• _Prompt_:
Please update the rows below by replacing "in the photo" with "in the image" wherever it appears and keeping everything else the same. Leave the pictures out of your answer.

:::::

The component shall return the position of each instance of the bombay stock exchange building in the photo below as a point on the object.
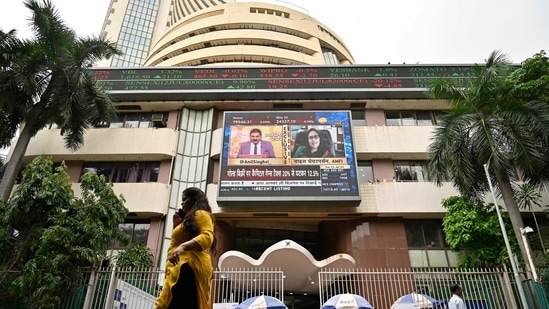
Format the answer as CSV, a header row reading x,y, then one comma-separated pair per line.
x,y
218,70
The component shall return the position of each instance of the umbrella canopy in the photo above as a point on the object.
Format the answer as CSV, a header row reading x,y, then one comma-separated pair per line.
x,y
347,301
261,302
422,300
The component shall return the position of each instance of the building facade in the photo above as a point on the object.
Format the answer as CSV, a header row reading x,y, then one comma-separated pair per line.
x,y
207,60
197,32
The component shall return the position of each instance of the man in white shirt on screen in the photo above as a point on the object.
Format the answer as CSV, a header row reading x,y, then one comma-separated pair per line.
x,y
456,302
256,147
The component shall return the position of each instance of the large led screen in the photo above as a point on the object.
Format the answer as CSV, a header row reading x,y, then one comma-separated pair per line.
x,y
288,156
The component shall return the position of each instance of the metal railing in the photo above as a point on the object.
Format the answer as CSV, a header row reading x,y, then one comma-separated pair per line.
x,y
138,288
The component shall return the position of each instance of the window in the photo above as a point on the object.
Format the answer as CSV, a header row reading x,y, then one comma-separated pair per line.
x,y
365,172
135,120
413,171
358,117
137,231
125,171
411,118
426,245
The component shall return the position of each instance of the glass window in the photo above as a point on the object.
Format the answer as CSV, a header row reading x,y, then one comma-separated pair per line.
x,y
408,118
438,114
393,118
132,120
424,234
125,171
414,234
424,118
118,123
365,172
136,231
411,171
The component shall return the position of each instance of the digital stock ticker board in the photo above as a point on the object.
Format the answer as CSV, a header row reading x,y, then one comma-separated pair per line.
x,y
221,82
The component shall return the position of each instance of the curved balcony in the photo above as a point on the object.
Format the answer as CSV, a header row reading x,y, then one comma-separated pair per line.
x,y
107,144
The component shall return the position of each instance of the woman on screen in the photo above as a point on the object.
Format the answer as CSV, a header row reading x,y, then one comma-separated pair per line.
x,y
317,146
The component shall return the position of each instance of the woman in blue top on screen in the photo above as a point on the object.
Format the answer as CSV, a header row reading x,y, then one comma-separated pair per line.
x,y
316,147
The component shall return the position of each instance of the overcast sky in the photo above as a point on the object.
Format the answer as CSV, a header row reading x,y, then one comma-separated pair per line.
x,y
380,31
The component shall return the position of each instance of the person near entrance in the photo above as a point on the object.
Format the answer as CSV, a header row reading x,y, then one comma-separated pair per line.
x,y
189,266
456,302
256,147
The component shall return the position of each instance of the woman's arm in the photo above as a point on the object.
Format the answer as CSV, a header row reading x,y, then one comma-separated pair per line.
x,y
201,242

:::::

• _Result_:
The component shall return the position of each instance of the bombay stock exchange building in the image below as a point on the object.
Format the answer as CSV, a header row reading x,y, then one comma-separated pair per line.
x,y
218,70
The component shall return the position of each instance of the umbrella canopy in the image above as a point on the object.
Format the answer as CSV, a header row reading x,y, then one comma-separated pair per line.
x,y
347,301
261,302
422,300
The component shall return the position of each instance of the building facade in the image above as a point on the object.
Format the answer as CSV, a header row reading x,y, then one comma-separated pair per line.
x,y
207,60
197,32
The component shall return the position of each instance of the man in white shirt on screen in the image above as a point on the object.
Format the answer as CSV, a header row reading x,y, then one comma-separated pair per line.
x,y
456,302
256,147
The component shall return the position of each instance of the large led screen in the image above as a point on the object.
Format the answer as CSV, a header row reading x,y, then one comma-separated pair per line.
x,y
288,156
The component shall return the position of each instance of the metal railing in the image above as a point on the object.
Format the answer as CSV, a header row reading x,y, then one comma-separated pair per line.
x,y
138,288
The component shall return the position of each instance of the window in the image above as a point on the object.
Format the answer as CSV, a header row reading x,y, then one comma-separated pair per line.
x,y
365,172
135,120
413,171
358,117
137,231
125,171
411,118
426,245
The component shall return the position of each instance of the glass window in the image above as a point on the object.
Format the answer as CSV, a header row reading x,y, then one comma-separated pair per line.
x,y
408,118
438,114
393,118
132,120
424,234
125,171
414,234
424,118
118,123
365,172
136,231
411,171
The component shall return the position of each instance of the digital stock ticker board in the image above as a point on the object.
Format the answer as CSV, a header row reading x,y, then one comma-separated pair per line.
x,y
221,82
The component shall return the position of each instance of the curved balcony in the image above as a point on the object.
Format the answer as CSV, a header row reading x,y, then one comma-separated pair per line.
x,y
107,144
The component shall return the position of each instance of the woman on screen in the image above as a point on the object.
Format the answer as CSV, a header row reading x,y, then one comma-separated pair per line.
x,y
317,146
The component shall return the position of each instance of the woman in blue top on screen in the image above as a point on the object.
Format the answer as CSV, a header row reading x,y, then one comma-separated pair per line.
x,y
316,147
The component shall return the position of each instance of the overcast sky in the image above as a point on the object.
Format the answer as CSV, a header row reading x,y, then one comma-separated pair per line.
x,y
380,31
The component shall return the position of each instance of the person near entrance in the image above as a point on the object.
Format the answer as CSV, a header row reading x,y, then one comma-separated pair per line.
x,y
189,266
456,302
256,147
The component shall return the position of each instance of the woman's arm in the image above as a point on the object.
Format the answer as CSV, a header row reading x,y, then one comma-separated pair per line.
x,y
201,242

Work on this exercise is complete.